» Task instructions
What you produce should be every line from the data that includes "broad".

═════ Available records

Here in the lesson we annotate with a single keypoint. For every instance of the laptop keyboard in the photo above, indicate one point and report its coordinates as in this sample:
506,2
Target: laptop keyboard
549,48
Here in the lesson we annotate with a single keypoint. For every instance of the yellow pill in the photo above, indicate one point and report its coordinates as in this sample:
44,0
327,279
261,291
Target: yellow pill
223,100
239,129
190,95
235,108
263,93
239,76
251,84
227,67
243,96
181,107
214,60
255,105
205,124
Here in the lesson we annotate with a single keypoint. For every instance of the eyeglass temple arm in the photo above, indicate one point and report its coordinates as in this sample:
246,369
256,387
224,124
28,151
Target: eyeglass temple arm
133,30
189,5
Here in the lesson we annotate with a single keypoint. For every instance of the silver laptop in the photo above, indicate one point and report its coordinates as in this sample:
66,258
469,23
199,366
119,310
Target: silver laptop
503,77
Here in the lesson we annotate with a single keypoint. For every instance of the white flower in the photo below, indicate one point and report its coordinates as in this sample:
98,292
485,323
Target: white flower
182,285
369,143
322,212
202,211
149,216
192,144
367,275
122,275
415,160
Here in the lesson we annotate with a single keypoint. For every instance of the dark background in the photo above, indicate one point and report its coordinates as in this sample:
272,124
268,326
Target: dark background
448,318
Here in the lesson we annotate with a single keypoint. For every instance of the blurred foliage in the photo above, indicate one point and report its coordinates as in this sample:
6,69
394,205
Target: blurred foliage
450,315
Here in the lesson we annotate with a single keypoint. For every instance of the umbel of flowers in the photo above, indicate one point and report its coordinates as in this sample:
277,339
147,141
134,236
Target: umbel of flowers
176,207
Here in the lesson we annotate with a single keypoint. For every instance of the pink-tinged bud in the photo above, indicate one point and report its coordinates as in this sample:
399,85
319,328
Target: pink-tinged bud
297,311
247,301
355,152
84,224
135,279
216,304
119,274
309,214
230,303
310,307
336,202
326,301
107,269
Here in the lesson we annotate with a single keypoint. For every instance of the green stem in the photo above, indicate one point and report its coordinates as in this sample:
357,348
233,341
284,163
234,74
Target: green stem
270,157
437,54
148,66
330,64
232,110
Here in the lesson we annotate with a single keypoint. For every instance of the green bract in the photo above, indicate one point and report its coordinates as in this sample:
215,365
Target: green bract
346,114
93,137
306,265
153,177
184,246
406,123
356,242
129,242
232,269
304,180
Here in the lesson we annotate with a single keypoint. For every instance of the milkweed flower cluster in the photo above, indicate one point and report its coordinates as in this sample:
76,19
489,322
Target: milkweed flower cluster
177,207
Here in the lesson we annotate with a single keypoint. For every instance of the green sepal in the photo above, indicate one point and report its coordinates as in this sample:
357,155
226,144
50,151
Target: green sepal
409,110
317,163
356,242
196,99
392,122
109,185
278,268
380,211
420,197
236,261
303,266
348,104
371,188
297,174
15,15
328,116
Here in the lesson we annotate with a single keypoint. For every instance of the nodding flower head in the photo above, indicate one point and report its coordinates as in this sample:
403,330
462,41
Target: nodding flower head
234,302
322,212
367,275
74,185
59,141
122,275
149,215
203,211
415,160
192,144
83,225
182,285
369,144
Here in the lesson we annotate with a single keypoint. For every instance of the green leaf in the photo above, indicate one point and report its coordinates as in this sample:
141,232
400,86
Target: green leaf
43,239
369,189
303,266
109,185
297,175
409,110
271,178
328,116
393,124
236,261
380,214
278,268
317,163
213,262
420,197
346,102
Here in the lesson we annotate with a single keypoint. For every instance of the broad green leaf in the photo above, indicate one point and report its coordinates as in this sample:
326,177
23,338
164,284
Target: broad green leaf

══════════

» Output for this task
Here in the lesson we annotate with a single keypoint. For every instance of the broad green leaf in the photo above, indicate one point and report its coordinates as in this sample:
Target: broad green leaf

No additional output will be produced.